■ **EXERCISE INSTRUCTIONS**:
Reproduce the entries below exactly, but only from the line containing "Each point like <point>276,151</point>." to the line containing "Each point like <point>437,174</point>.", inclusive.

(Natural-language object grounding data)

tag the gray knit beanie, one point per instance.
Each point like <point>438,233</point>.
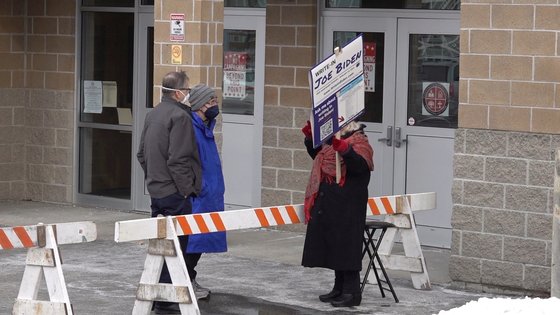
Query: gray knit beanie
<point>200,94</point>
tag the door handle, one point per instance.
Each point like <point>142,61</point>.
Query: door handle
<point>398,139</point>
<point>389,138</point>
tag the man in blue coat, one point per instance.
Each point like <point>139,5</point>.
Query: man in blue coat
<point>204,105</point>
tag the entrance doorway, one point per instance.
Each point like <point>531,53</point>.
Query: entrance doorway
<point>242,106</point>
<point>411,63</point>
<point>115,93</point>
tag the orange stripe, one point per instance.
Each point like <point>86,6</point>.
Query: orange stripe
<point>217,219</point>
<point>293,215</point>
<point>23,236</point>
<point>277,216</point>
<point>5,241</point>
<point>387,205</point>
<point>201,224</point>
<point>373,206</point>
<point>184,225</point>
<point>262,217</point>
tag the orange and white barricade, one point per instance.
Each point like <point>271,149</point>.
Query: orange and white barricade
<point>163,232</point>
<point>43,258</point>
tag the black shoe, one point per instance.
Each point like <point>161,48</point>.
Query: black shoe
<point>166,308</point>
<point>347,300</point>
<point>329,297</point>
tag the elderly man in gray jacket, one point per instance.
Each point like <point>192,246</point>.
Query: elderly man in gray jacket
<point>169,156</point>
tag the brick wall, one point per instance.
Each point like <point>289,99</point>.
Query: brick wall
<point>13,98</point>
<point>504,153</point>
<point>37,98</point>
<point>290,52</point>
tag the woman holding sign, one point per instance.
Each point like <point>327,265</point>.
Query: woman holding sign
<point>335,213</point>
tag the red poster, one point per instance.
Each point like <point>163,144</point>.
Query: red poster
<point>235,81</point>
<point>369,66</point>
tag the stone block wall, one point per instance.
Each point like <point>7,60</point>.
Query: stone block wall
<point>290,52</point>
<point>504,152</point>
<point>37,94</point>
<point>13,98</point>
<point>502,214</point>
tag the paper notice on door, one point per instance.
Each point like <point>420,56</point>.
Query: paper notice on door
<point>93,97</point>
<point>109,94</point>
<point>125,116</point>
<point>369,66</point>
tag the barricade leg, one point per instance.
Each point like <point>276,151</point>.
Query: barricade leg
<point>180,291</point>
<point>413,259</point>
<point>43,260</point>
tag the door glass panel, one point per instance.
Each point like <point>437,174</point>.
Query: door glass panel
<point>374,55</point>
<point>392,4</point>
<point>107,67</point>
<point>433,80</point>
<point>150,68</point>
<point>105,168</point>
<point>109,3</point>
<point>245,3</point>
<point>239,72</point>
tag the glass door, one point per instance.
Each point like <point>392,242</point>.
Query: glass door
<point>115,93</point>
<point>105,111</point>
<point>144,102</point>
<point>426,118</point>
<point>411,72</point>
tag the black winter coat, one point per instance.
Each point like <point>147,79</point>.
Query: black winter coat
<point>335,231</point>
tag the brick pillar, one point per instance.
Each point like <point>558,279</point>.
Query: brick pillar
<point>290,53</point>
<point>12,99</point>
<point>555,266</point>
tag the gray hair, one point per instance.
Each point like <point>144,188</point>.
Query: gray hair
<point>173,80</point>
* * *
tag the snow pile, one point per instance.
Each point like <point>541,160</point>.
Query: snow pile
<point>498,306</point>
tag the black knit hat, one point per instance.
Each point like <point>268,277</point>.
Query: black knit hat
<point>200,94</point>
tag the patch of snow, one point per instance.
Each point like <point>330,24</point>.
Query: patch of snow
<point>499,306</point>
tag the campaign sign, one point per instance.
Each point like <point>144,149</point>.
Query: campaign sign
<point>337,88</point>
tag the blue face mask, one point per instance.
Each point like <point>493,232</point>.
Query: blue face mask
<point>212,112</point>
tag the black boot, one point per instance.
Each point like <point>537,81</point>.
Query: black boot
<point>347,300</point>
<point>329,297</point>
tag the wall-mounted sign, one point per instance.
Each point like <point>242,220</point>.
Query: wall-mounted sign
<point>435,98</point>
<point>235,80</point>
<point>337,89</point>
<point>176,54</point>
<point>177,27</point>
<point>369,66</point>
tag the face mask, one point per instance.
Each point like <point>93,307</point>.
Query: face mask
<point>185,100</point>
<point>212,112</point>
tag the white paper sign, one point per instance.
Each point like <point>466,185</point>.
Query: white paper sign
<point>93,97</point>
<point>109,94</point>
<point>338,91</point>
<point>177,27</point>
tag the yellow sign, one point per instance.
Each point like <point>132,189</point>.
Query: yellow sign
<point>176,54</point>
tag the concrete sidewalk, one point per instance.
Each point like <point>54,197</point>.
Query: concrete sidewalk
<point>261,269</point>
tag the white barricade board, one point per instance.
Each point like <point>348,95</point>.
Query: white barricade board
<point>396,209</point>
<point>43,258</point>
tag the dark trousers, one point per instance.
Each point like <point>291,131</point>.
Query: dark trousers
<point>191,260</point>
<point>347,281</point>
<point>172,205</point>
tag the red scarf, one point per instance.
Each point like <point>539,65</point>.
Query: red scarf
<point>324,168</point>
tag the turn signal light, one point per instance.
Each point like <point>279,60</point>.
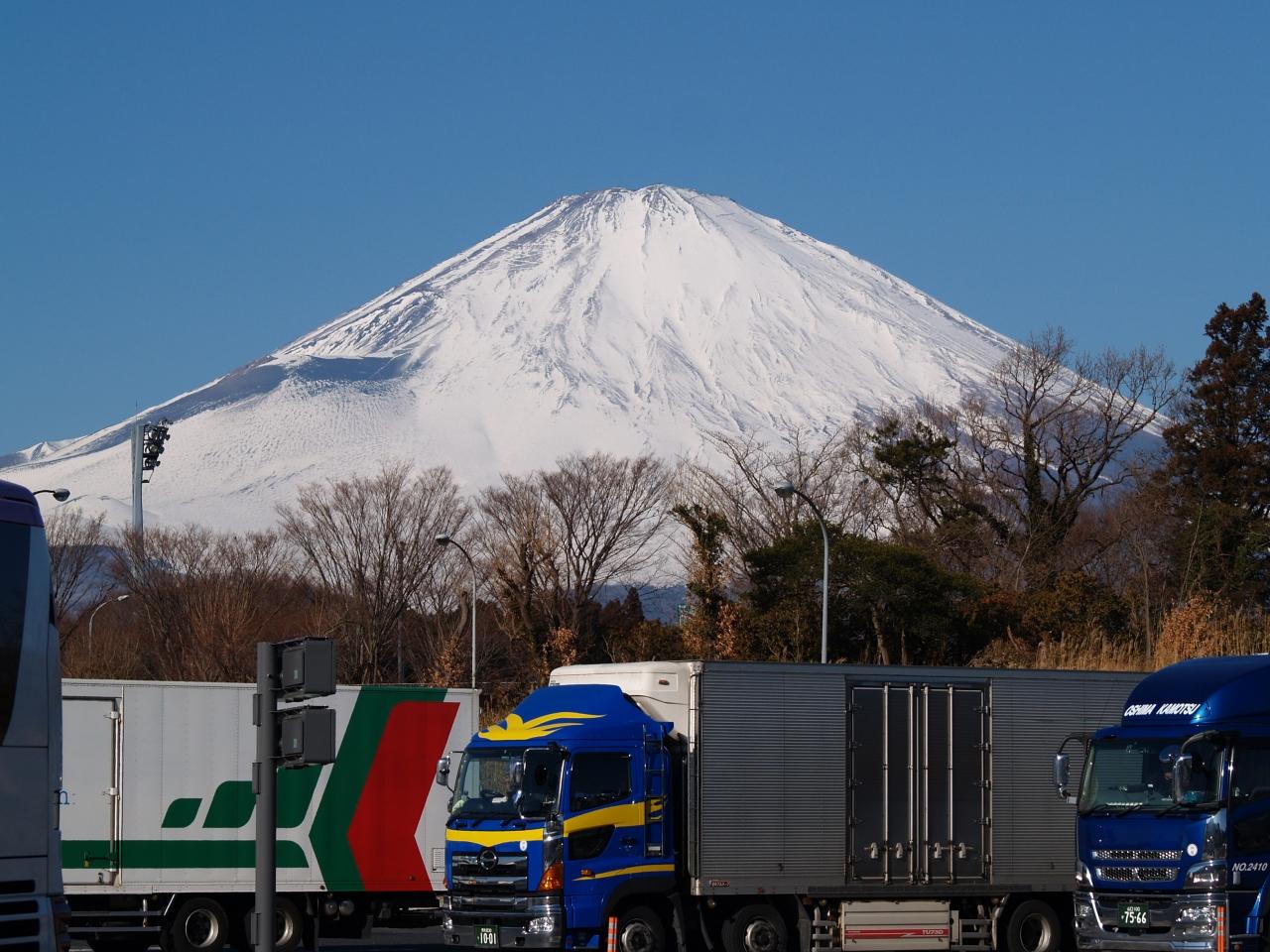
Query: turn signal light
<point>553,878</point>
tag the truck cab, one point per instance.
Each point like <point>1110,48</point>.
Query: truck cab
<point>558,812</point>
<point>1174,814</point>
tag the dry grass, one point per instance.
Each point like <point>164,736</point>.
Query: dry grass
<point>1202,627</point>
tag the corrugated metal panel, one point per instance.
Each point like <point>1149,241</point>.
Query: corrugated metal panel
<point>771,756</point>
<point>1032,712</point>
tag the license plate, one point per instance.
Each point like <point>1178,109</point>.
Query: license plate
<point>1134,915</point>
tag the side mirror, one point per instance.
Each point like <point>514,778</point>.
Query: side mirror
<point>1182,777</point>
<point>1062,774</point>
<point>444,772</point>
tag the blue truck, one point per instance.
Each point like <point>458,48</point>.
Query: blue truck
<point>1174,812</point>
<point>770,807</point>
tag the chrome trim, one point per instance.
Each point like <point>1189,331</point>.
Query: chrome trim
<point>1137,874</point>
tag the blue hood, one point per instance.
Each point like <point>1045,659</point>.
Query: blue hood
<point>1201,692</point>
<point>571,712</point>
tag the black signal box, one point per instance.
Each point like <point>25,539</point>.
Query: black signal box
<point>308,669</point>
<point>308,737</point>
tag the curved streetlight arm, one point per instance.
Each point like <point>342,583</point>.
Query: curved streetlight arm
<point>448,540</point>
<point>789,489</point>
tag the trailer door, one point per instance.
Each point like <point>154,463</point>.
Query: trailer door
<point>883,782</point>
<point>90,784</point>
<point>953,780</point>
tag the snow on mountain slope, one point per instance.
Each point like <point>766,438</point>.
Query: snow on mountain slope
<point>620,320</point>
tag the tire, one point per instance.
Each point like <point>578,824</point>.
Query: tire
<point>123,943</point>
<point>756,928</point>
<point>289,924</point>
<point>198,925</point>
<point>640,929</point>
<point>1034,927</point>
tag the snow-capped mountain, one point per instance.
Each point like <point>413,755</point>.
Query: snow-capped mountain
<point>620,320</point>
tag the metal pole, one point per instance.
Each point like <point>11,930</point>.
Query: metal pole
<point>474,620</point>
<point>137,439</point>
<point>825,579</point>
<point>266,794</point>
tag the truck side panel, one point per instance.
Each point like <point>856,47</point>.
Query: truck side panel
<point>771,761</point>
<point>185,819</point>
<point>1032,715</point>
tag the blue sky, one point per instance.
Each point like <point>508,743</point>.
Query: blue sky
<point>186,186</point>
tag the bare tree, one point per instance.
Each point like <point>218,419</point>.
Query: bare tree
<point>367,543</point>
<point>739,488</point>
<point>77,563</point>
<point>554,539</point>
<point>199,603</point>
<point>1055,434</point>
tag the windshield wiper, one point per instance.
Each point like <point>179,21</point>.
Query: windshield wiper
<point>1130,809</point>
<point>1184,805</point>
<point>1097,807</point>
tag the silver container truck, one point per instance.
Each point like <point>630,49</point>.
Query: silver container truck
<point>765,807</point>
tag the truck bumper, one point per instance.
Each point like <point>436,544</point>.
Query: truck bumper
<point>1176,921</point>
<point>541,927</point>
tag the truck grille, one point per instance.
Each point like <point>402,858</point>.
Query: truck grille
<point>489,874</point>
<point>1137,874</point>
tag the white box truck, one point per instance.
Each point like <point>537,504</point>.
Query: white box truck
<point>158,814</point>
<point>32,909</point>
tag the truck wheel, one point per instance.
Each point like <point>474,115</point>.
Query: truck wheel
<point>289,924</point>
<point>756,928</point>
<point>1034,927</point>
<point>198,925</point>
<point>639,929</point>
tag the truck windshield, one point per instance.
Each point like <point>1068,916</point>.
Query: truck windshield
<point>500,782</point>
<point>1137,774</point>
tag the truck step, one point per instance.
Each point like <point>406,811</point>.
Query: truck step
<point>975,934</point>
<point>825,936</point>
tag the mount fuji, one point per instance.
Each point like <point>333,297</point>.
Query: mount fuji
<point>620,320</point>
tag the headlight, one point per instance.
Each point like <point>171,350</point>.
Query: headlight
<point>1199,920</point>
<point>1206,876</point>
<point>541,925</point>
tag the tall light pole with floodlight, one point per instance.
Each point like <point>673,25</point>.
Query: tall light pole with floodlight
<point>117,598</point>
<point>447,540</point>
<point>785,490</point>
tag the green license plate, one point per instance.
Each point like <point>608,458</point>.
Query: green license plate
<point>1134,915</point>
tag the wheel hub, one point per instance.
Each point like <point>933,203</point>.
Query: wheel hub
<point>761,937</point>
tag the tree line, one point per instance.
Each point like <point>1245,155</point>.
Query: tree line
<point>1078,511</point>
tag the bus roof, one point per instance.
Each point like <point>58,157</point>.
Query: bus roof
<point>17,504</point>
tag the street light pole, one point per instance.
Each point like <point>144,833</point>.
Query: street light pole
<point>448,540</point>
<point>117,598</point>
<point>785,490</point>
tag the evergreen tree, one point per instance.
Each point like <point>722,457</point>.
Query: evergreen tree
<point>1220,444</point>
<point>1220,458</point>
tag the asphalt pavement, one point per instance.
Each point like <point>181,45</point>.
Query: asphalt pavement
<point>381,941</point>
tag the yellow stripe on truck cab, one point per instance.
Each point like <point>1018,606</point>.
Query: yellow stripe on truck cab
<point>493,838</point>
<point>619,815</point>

■ **YOUR SOLUTION**:
Each point like <point>276,151</point>.
Query: barricade leg
<point>180,291</point>
<point>413,259</point>
<point>43,260</point>
tag the door glass panel, one point per instance.
Each point like <point>437,174</point>.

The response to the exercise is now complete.